> [AIM OF THE TASK]:
Your task is to copy all of the entries exactly as they are given.

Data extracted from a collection
Start of Block

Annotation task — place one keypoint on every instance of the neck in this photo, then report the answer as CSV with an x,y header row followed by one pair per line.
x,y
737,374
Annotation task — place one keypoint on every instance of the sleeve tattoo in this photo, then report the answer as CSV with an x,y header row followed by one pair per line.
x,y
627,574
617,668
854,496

End of Block

> [ANSWER BOX]:
Annotation task — place one keypoint on every instance of the neck in this photo, then report the answer as CSV with an x,y header row followed by one pair per line.
x,y
737,374
Annotation task — place one keypoint on every instance of the sleeve tattoo in this photo, then report the answer as CSV with an x,y header row followed by one pair per line.
x,y
627,574
617,668
854,496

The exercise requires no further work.